Bu da böyle bir bilimadamı!


Mümtaz’er Türköne’den söz ediyorum.
Egzantrik bir insan. İktidara yaranmak için çırpınan bir misyoner. Onların hoşuna gidecek konuşmalar yapıyor, yazılar yazıyor.
Son Örnek Antalya Kumluca İlçesi’nde yaptığı şu konuşma:
“”Darbeciler için idam cezası getirilmesini istiyorum. Darbeciler de bunu bilirerek darbe yapsınlar. Bana sorarsanız ben onlar için idam yerine eskiden olduğu gibi yağlı kazıklara oturtularak cezalandırılmaları taraftarıyım.”
Bu faşist dşünceleri ilçenin devlet büyükleri de izliyor.
Kaymakam Salih Işık, Belediye Başkanı AKP’li Hüsamettin Çetinkaya, Emniyet Müdürü Nail Çetinkaya konuşmayı beğenmiş olmalılar ki hiçbiri konuşmacıyı uyarmıyor.
Bilimadamı olan bu zat, bu çağda idam istiyor, onunla da yetinmiyor yağlı kazıklara oturtularak cezalandırmalar öneriyor.
Kaymakam, belediye Başkanı ve emniyet müdürü de sessiz kalıyorlar.
Zaten etkinliği düzenleyen de ilçenin AKP’li belediye başkanı.
Anlaşılamayacak olan Türk üniversitelerinin nasıl böyle kafaları yetiştirebildiği…
Üstelik bu bilimadamına kariyer yaptırılmış ve öğretim üyeliği ünvanı verilmiş. Üniversitede ders veriyor. Öğrenciler yetiştiriyor.
Türköne yıllardan beri hep iktidarlara yakın durmuş bir insan. Hep onların türküsünü söylemiş. Verilen görevleri eksiksiz yerine getirmiş. Hatta daha da ileri gittiği olmuş. Bazen de yaranayım derken ölçüyü kaçırıp misyoneri olduğu güçleri ürkütmüş.
2007 seçimlerinden önce iktidara yaptığı büyük hizmetler takdir edildi ve Eşi Özlem Türköne AKP tarafından milletvekili yapıldı.
Ancak ondan sonra işler pek iyi gitmedi. Yıldızı tavan yapan Mümtaz’er Bey giderek irtifa kaybetti ve gözden düştü.
Bunu son seçimde karısını aday yapmayıp yerine kendisinin olmasına rağmen listelere giremeyince anladık.
Kendi de anlamış olacak ki listelere girememesini “Ben boyumun ölçüsünü aldım” diye değerlendirdi.
Erdoğan’ın Türköne’yi neden milletvekili yapmadığı anlaşılamadı. Başbakan neden kızmıştı kendisine.
Hem eşinin hem kendisinin milletvekili olmaması ailenin mutluluğunu sarstı ki Türköne çifti ilk duruşmada boşandı.

* Problem:
Mümtaz’er Türköne hakkındaki yazıda "Son Örnek Antalya" ile başlayıp "büyükleri de izliyor." ile biten bölümü hiçbir değişiklik yapmadan yazın.

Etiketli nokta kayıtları

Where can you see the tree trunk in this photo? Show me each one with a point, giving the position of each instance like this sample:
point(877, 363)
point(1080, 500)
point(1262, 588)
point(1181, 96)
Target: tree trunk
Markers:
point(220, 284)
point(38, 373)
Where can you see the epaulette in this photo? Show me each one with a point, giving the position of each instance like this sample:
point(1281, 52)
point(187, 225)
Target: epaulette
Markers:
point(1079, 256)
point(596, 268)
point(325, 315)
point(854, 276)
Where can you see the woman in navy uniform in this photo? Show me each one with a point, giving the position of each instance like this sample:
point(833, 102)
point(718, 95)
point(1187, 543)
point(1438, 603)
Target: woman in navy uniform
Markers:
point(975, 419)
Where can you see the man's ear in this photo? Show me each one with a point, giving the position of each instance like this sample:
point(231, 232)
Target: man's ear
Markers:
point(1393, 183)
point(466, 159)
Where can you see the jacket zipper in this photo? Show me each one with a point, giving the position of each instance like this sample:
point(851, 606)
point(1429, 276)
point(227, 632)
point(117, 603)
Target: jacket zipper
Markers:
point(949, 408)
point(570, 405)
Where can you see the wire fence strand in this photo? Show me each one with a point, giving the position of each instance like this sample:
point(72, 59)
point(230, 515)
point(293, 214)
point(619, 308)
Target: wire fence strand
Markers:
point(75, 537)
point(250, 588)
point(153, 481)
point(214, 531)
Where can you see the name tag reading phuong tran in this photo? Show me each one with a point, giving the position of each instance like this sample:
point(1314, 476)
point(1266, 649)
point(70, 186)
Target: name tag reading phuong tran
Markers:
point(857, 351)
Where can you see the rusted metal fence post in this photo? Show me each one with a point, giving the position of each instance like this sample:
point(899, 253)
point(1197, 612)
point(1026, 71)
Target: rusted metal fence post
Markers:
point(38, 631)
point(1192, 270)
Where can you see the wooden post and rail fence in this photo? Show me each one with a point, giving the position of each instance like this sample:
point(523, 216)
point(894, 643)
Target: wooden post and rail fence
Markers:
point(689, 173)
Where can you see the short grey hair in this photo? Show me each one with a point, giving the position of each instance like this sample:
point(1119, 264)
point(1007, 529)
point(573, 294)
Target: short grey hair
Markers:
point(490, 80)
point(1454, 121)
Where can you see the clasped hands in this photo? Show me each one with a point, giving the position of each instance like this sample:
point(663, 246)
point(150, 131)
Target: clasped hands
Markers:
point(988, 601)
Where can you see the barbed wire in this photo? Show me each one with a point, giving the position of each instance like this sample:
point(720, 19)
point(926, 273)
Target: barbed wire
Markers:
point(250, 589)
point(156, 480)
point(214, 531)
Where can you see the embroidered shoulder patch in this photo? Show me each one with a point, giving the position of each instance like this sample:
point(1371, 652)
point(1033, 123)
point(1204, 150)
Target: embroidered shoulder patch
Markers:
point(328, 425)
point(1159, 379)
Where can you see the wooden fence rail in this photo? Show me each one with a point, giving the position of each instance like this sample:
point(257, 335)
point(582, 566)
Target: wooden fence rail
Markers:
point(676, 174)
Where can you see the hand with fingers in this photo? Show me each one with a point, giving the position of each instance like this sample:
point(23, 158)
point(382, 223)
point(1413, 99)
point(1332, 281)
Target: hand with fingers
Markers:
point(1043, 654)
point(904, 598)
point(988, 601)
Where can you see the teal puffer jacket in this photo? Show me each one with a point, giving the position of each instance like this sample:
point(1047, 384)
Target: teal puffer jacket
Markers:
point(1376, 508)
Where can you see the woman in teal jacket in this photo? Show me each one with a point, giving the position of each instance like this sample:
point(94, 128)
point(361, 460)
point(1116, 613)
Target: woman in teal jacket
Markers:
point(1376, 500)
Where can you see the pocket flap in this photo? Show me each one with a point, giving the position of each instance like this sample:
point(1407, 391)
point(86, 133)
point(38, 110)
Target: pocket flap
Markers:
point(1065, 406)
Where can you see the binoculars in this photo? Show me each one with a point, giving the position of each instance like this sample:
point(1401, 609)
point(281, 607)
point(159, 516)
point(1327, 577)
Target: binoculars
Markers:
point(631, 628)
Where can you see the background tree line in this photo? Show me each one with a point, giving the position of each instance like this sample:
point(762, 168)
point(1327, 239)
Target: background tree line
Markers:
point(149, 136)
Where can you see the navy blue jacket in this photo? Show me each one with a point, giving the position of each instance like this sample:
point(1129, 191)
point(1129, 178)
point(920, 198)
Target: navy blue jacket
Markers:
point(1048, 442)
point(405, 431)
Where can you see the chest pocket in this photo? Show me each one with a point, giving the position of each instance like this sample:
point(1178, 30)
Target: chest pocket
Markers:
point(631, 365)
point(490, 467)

* Çözüm:
Son Örnek Antalya Kumluca İlçesi’nde yaptığı şu konuşma:
“”Darbeciler için idam cezası getirilmesini istiyorum. Darbeciler de bunu bilirerek darbe yapsınlar. Bana sorarsanız ben onlar için idam yerine eskiden olduğu gibi yağlı kazıklara oturtularak cezalandırılmaları taraftarıyım.”
Bu faşist dşünceleri ilçenin devlet büyükleri de izliyor.